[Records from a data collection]

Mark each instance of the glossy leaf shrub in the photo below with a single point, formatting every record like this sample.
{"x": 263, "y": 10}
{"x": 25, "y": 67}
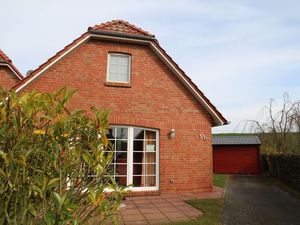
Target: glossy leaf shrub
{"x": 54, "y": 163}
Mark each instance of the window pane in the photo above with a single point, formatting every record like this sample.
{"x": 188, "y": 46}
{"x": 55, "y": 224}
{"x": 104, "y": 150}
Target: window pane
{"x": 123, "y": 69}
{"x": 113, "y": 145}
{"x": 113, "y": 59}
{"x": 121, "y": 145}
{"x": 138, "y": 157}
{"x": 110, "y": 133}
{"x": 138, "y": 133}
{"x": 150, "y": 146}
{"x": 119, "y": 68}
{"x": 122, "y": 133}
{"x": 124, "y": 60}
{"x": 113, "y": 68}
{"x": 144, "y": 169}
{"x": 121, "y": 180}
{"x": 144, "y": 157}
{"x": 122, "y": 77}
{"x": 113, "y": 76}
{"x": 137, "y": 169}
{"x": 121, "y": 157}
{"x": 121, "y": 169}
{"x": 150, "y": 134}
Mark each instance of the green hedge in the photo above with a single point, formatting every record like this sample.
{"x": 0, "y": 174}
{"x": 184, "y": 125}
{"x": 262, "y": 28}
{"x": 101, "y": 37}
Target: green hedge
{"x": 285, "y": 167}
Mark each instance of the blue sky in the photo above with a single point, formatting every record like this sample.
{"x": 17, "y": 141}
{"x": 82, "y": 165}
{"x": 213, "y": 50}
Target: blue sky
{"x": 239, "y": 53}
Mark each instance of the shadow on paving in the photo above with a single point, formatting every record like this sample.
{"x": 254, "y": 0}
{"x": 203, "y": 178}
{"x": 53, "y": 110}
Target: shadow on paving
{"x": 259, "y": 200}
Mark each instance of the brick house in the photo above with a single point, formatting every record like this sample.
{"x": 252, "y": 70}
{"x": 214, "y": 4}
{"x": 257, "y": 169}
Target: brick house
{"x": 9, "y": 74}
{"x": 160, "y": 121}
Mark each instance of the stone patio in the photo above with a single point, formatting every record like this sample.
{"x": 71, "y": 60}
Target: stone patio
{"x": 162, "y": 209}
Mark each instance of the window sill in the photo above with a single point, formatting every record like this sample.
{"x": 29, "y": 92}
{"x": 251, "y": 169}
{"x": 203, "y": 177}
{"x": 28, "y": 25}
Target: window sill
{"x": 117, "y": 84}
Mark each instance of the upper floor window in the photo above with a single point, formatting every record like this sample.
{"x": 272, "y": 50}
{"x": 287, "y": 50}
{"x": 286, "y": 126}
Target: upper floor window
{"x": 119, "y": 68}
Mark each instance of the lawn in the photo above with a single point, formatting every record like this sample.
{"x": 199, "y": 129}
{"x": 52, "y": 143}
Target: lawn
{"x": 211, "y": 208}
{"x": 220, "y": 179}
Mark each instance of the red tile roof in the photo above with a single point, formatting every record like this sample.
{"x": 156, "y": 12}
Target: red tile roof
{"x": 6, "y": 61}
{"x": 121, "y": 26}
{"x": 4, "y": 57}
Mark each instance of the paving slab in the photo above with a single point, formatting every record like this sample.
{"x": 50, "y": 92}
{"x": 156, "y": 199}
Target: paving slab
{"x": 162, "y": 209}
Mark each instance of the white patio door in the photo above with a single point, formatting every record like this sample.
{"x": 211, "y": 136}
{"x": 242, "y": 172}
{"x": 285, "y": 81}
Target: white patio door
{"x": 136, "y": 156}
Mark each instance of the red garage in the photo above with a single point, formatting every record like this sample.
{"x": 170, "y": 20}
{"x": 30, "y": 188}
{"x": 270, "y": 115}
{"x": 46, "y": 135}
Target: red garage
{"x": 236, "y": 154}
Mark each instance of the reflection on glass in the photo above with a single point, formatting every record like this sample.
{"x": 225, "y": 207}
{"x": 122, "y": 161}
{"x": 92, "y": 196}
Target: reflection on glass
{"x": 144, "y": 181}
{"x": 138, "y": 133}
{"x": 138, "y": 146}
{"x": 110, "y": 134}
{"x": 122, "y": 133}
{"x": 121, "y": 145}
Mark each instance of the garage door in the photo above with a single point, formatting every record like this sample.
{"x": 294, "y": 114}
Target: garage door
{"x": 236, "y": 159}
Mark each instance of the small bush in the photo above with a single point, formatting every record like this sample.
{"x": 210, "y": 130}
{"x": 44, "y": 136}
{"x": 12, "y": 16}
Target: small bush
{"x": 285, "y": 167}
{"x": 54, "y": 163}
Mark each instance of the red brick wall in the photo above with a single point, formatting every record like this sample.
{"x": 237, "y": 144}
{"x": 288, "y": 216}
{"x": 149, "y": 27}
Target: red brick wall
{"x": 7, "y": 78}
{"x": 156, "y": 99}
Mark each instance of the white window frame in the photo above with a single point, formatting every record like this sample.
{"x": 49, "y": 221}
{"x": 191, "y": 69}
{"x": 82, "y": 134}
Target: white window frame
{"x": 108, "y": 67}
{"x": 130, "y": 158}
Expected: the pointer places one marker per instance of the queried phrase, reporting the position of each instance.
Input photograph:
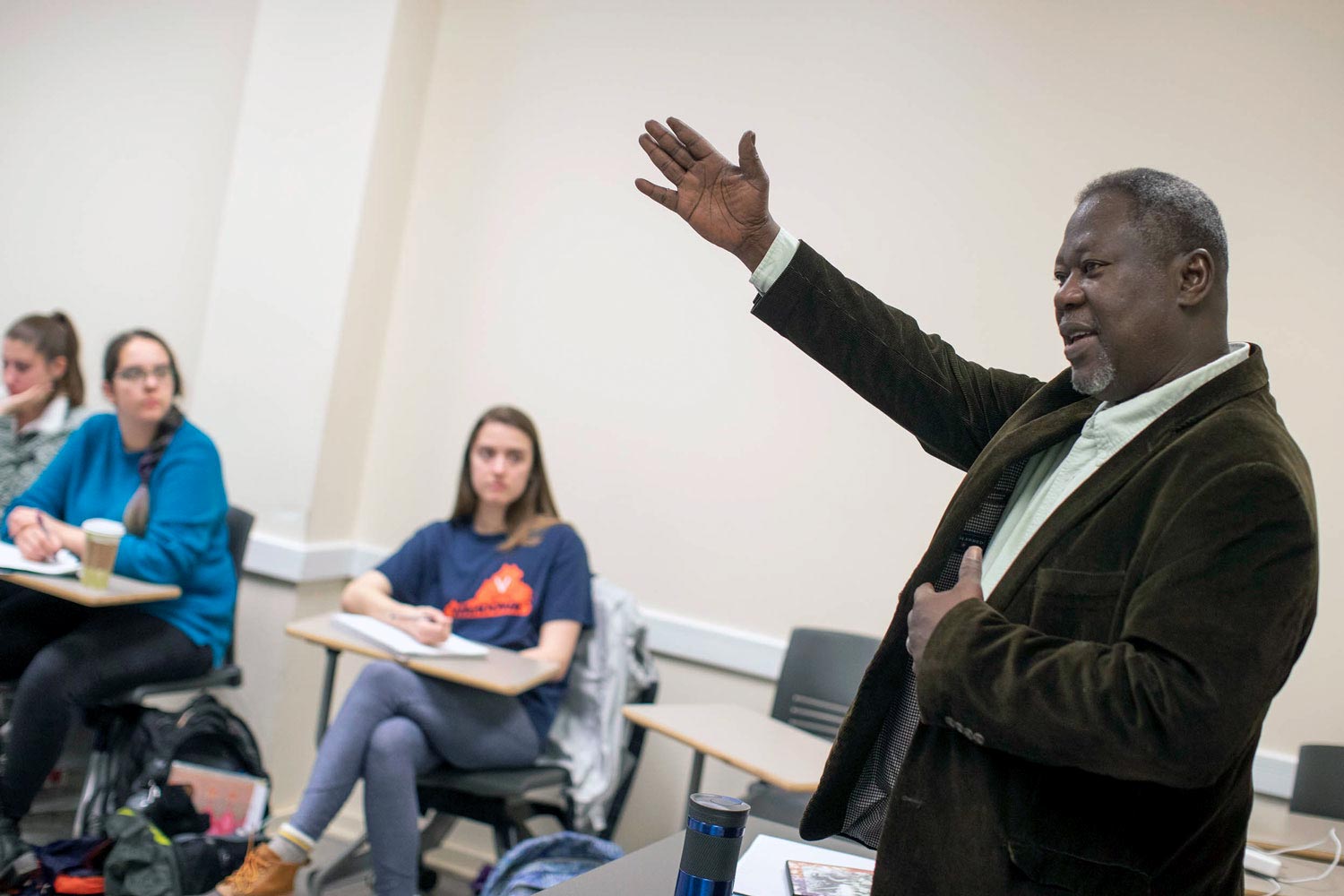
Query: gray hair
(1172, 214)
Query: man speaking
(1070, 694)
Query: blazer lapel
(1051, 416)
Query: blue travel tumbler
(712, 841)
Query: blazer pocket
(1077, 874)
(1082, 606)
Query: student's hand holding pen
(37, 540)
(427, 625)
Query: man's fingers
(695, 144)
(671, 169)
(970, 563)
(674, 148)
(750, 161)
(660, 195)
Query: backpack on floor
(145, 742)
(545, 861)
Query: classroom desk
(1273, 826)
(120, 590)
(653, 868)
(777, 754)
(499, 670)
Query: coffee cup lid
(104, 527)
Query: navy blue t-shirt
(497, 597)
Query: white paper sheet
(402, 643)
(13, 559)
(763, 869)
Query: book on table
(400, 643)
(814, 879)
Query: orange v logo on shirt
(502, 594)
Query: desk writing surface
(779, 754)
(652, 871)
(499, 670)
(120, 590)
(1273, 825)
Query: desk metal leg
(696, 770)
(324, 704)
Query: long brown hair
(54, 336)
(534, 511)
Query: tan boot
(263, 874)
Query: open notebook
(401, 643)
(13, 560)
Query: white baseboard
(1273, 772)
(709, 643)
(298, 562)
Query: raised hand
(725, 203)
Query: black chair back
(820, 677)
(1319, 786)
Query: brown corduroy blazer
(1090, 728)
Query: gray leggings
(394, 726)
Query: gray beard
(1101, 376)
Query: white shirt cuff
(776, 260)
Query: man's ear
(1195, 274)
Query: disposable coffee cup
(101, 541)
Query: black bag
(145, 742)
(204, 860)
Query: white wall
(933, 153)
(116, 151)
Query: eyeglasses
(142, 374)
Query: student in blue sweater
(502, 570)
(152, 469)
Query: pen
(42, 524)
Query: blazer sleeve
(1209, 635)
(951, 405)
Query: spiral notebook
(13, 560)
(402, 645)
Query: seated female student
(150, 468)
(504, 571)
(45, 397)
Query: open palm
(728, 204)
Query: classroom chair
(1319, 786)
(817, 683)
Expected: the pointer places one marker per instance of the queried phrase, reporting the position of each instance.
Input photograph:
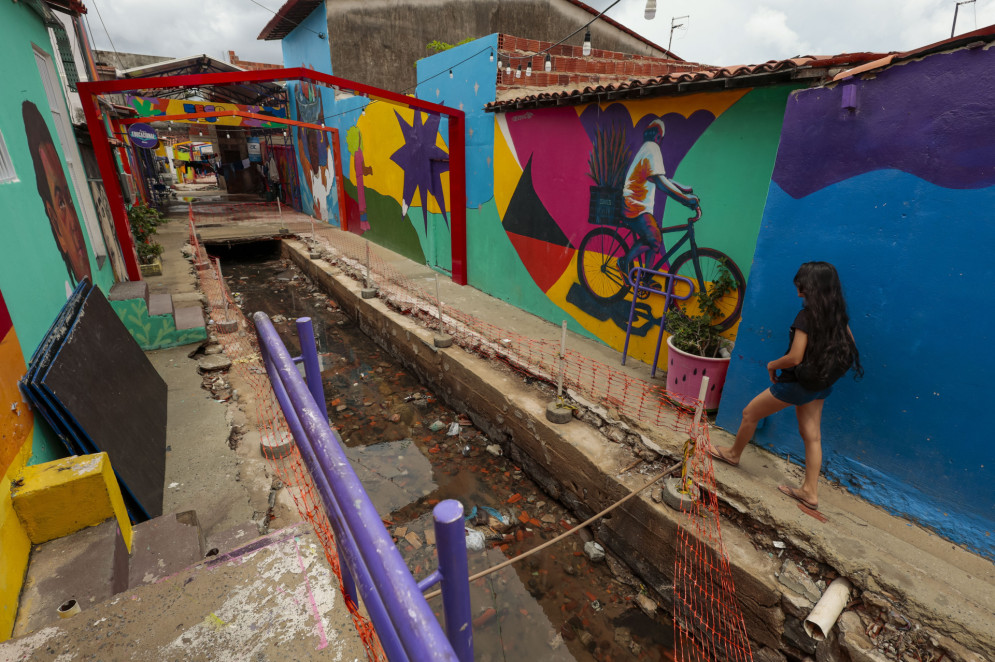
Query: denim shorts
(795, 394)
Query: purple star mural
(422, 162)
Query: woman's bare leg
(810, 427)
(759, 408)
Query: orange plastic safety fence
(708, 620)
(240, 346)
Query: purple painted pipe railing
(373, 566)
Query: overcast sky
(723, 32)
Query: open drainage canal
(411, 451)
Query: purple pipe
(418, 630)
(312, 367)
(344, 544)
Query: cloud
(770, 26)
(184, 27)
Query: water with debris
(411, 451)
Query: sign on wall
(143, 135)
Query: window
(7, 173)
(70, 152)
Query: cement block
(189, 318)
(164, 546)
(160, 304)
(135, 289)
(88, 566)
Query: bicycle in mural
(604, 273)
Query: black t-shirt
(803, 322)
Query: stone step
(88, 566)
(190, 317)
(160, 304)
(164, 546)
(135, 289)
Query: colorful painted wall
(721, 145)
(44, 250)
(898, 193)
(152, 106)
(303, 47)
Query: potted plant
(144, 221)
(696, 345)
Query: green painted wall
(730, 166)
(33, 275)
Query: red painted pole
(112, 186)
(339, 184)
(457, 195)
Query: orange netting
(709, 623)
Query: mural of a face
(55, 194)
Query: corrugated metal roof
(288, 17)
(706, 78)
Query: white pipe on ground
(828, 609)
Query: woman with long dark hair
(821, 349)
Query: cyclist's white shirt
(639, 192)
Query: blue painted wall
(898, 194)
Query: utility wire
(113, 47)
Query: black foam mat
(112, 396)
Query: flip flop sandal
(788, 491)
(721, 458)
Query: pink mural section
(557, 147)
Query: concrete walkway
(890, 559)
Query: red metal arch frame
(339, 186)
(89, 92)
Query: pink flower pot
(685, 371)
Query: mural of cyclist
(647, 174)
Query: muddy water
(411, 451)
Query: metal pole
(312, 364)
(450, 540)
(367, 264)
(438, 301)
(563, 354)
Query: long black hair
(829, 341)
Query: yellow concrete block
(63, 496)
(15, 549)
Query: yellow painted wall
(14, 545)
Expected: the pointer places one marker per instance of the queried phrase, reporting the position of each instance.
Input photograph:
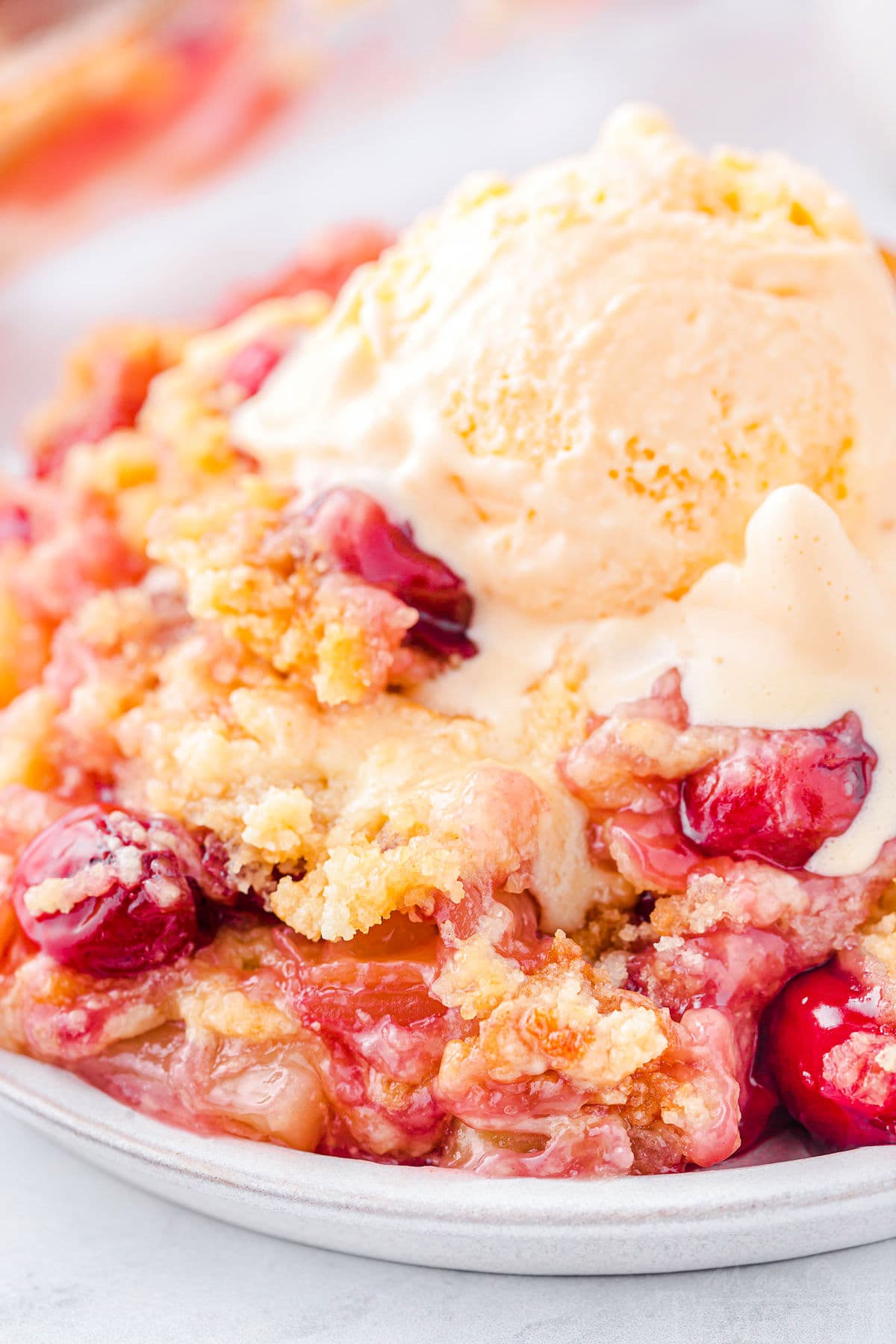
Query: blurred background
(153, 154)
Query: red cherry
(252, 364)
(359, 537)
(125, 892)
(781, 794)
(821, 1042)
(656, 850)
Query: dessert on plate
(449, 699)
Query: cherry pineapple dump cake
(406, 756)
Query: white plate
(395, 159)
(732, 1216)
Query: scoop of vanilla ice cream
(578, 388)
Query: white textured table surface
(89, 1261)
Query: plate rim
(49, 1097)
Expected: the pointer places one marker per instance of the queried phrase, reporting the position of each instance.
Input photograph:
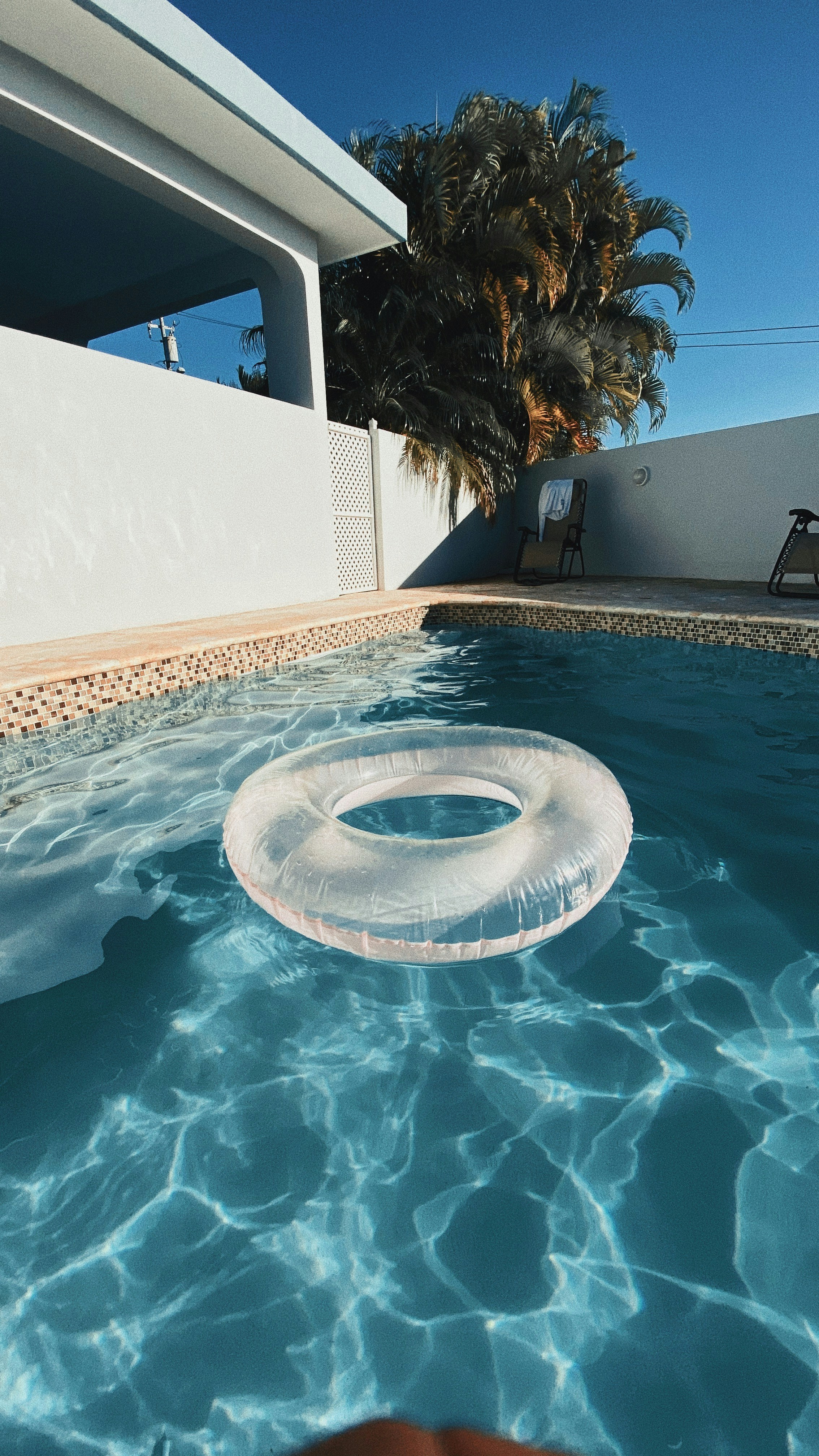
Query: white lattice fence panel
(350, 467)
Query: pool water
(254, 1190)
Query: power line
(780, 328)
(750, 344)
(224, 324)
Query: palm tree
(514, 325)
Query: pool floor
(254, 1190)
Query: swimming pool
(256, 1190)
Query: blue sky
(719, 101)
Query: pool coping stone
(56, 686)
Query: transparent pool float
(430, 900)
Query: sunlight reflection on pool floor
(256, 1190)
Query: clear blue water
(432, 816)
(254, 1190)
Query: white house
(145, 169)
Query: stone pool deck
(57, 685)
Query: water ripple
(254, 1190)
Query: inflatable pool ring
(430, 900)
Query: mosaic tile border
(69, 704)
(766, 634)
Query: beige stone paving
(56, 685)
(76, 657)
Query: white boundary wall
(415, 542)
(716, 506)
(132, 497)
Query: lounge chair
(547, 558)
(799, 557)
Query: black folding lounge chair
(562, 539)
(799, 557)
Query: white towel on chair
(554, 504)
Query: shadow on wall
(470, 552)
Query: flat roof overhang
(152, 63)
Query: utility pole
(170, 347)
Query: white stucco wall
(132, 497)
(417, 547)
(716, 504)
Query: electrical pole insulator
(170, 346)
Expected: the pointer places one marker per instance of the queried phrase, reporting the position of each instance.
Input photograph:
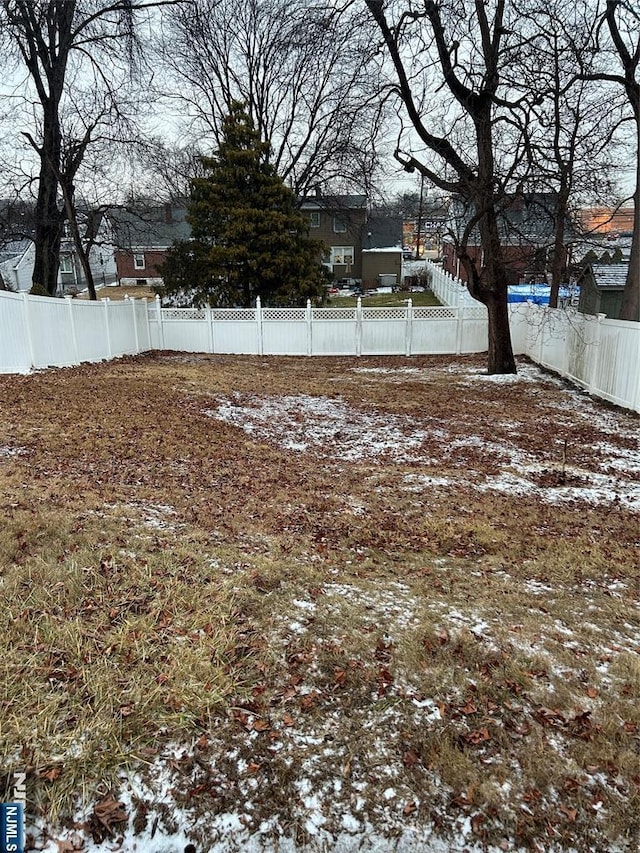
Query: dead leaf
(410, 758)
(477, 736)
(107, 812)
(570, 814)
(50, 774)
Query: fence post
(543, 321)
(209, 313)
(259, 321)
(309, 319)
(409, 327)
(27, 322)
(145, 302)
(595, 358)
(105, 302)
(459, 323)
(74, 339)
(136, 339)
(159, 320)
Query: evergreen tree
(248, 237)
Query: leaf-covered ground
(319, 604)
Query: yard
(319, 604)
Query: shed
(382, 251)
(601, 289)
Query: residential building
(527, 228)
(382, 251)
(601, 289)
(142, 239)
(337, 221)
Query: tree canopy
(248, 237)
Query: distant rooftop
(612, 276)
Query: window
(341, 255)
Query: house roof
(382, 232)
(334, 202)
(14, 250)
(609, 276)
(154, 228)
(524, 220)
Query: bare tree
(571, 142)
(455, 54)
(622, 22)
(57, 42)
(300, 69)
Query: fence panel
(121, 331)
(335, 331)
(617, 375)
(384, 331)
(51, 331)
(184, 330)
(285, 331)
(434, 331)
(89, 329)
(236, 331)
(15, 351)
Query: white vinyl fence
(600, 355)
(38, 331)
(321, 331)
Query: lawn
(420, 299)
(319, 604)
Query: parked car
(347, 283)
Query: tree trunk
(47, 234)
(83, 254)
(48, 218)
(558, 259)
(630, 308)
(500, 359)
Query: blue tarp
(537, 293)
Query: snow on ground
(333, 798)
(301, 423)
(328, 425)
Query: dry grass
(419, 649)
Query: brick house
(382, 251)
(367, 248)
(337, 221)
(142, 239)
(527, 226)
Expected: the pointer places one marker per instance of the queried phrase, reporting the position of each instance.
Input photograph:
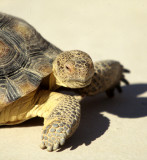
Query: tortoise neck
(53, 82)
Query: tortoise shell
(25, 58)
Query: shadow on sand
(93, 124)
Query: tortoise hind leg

» WORK TASK: Each line from the first line of the data above through the one containing "Mark each instance of the window pane" must be set down exactly; the pictures must not be.

» EXERCISE OUTPUT:
Mark each instance of the glossy leaf shrub in the photo below with a single point, formatting every record like this sample.
{"x": 263, "y": 10}
{"x": 25, "y": 67}
Target: glossy leaf shrub
{"x": 54, "y": 163}
Mark each instance of the window pane in the photo above with a single point, formatting every record like this sample.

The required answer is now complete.